*TASK BRIEF*: Exactly reproduce the line that contains "If you could tag the white ceiling" and all lines after it in the entries below, through the very last line.

-------- ROWS --------

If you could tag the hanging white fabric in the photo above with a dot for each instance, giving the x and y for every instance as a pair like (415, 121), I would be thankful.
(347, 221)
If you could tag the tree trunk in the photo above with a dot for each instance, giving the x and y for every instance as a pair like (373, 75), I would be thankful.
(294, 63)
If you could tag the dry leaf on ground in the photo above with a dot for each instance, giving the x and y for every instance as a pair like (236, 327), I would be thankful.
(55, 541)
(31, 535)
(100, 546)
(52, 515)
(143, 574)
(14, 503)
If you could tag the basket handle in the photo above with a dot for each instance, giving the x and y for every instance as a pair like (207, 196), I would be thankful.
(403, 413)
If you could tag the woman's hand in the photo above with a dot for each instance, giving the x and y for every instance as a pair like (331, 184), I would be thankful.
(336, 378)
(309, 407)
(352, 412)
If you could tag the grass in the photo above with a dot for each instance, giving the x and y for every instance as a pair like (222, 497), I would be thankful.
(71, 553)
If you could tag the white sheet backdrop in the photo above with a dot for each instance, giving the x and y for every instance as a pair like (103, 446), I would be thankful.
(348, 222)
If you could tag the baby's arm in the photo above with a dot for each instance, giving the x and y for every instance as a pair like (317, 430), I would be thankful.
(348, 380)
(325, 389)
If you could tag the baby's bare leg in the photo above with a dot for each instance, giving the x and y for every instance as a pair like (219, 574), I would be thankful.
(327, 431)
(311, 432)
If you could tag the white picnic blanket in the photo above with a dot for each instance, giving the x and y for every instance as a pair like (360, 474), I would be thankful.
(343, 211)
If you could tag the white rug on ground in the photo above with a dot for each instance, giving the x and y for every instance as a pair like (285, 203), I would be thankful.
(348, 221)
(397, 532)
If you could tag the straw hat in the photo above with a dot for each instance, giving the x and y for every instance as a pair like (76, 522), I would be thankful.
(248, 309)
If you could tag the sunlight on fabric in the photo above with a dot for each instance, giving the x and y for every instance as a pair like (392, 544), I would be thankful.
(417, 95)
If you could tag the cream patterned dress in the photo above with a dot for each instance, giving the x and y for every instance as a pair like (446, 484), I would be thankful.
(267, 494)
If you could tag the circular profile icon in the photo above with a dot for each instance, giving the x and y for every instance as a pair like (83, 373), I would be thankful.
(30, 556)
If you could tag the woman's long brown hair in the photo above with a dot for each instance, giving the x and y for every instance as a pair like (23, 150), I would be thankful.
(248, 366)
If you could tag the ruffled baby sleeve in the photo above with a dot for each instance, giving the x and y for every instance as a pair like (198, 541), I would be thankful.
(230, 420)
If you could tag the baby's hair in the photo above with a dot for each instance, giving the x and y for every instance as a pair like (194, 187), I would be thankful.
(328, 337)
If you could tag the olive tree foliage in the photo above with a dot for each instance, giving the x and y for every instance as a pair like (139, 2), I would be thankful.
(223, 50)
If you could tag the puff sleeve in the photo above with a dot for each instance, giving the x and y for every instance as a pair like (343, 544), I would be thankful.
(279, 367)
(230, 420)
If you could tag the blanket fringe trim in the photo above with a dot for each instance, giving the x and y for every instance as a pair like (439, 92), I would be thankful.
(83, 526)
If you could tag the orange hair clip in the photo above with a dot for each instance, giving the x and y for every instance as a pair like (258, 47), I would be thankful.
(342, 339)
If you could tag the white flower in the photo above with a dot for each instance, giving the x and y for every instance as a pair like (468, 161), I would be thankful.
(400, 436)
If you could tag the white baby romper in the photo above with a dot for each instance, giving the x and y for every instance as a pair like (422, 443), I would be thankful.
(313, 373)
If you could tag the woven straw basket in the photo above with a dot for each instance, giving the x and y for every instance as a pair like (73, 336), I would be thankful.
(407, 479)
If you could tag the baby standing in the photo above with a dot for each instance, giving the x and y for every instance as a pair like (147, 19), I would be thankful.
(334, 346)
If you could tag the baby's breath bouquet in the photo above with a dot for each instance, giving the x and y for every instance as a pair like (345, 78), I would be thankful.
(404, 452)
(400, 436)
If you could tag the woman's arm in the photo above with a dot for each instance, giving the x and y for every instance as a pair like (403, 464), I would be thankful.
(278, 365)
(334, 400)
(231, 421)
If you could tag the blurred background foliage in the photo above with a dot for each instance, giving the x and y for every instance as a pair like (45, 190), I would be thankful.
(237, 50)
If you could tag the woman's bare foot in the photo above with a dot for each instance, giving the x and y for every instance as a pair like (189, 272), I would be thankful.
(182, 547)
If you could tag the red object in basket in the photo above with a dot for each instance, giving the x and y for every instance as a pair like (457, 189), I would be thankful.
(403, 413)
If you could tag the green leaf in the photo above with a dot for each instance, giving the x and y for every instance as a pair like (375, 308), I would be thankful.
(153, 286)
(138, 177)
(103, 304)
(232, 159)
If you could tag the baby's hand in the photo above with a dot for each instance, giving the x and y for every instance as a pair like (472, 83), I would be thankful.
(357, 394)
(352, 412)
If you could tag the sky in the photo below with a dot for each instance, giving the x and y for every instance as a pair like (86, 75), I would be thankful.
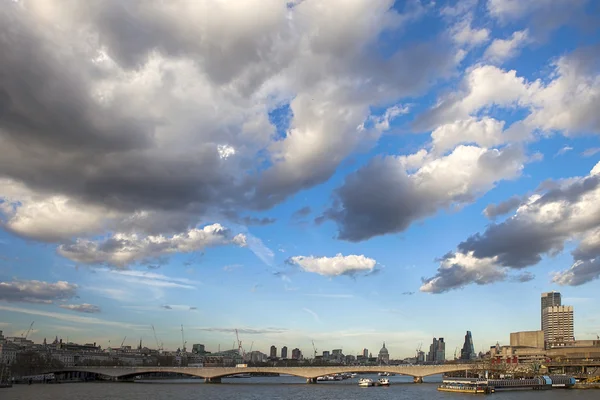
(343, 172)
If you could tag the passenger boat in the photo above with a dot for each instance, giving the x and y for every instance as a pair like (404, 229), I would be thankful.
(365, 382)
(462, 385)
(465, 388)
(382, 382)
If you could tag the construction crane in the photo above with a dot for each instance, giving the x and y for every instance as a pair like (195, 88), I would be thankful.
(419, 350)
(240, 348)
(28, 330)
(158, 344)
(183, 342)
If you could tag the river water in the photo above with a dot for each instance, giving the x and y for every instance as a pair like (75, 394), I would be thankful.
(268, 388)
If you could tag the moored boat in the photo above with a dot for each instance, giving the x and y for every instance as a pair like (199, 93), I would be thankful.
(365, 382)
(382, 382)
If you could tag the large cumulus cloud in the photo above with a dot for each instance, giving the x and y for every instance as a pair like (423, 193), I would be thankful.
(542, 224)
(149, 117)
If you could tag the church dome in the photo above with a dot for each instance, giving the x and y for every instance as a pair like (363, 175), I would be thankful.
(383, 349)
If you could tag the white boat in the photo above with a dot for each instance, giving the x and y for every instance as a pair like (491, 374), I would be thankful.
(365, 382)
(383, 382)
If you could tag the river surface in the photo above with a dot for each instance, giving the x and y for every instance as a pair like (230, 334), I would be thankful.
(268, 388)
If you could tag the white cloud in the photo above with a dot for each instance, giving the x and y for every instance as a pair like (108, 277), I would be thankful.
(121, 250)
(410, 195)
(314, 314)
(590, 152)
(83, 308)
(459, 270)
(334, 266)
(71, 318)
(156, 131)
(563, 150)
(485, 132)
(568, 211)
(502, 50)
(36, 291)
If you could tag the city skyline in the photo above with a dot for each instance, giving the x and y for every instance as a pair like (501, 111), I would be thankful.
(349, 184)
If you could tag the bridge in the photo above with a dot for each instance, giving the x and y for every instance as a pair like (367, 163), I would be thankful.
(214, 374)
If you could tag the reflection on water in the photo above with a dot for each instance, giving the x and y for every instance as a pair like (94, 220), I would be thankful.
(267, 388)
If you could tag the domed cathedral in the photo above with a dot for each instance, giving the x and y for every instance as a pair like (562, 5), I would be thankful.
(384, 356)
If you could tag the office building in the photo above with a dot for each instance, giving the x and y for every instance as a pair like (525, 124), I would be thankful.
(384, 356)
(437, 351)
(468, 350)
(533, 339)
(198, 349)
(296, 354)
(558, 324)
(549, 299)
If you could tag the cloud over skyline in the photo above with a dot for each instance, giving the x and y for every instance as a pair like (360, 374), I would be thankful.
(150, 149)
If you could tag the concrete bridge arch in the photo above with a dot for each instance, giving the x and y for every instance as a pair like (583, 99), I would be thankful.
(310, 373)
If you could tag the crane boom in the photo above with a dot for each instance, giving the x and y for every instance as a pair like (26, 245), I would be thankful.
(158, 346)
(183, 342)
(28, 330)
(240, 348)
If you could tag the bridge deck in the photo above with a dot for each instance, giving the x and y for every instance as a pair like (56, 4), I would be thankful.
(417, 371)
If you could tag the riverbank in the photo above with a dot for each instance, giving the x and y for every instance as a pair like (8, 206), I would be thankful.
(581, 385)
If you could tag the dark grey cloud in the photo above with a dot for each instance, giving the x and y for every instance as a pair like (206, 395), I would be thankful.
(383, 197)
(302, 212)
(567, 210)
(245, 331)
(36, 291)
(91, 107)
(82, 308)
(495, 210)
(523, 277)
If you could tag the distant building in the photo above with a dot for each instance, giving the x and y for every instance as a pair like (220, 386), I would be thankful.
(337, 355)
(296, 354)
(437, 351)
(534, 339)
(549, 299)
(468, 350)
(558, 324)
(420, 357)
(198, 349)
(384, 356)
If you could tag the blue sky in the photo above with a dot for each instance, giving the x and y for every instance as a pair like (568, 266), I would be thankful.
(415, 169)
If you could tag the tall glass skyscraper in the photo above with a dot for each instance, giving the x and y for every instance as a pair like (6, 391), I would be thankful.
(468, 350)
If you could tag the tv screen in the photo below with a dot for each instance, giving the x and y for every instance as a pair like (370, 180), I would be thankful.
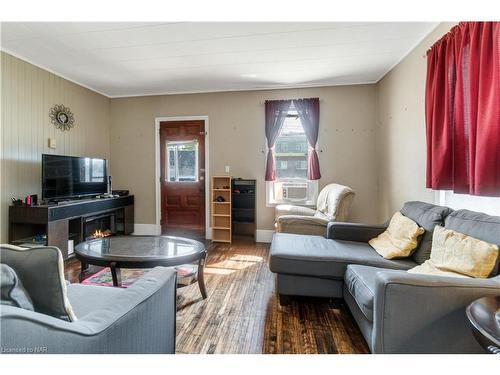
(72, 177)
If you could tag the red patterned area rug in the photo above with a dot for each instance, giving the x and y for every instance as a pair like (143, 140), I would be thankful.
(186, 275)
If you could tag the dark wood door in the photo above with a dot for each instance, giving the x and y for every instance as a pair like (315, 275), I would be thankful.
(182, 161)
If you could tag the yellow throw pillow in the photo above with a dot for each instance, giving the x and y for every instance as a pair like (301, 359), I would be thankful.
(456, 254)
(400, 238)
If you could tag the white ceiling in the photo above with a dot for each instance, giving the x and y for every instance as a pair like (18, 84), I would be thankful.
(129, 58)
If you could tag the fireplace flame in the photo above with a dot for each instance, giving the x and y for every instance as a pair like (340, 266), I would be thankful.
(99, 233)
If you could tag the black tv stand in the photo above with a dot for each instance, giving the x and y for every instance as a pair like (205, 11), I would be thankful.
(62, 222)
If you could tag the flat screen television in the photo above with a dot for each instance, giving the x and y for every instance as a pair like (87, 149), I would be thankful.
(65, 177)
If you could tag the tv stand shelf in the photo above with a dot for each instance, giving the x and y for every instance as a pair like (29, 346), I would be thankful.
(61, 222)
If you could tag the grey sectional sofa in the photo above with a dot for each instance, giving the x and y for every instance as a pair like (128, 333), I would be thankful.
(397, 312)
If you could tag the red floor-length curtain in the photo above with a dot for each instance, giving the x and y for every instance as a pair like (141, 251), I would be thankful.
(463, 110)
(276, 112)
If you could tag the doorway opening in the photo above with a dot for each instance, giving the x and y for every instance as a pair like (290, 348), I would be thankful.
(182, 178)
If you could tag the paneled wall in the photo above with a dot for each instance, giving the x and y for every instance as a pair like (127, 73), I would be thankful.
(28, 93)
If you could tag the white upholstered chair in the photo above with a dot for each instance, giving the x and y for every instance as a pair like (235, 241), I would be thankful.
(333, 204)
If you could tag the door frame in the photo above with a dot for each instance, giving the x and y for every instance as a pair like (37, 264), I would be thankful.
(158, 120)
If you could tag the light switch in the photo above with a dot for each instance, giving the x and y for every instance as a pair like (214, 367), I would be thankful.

--------

*REPLY TO THE EXERCISE*:
If you could tag the white ceiling in the photo above with a dot for each instance, giving the x and y for every instance as a pair like (18, 84), I would be thankful.
(129, 58)
If you could tag the fireplace flame in the photo above with a dot for each instance, giving the x and y for every instance as a pair like (340, 266), I would be thankful.
(99, 233)
If you could tag the black tv stand in the photo above with a dot for each instance, giving the x and y for every instance as a pair like (205, 11), I would be thankful.
(62, 222)
If you could tag the flat screen television in the photo above with a dot for each instance, giving the x and y for every instance as a pair like (87, 149), I would be thankful.
(65, 177)
If you could tag the tv stand shelf in the photo above with a dot for each instance, giving the x and y for every instance as a pair like (29, 346), I would be thankful.
(61, 222)
If you could tag the grey sectional sofa in the photo above with a dot for each instance, giving the x and y for every instance as a pair like (128, 333), I would be thankful.
(397, 312)
If you could tag the red floor-length curtain in the photo above with a dot for each instance, giving the x and y for every instance as a pair like (141, 251), I would be thankful.
(463, 110)
(276, 112)
If you could tag the doorway opening in the photo above with a dot for each instance, giving the x and y for every instance as a pair like (290, 348), I would be thankful.
(182, 178)
If you could tag the paneled wall in the photo above with a dot for each instance, giving the x and y for every instance as a pair like (127, 73), I would be thankful.
(28, 93)
If you could tag the white upholstered chair in the photo above with a dot for each instance, giving the x and y for every instance as a pair like (235, 241), I would be thankful.
(333, 204)
If you could tag the door frame in the photo above with a dot for each instance, giving the x and y for every instance as a pair like (37, 264), I would be thankful.
(158, 120)
If you could tag the light switch in the photo above with a dot for each instance, giving the x and y for every instance as a pair like (214, 367), I would be thankful.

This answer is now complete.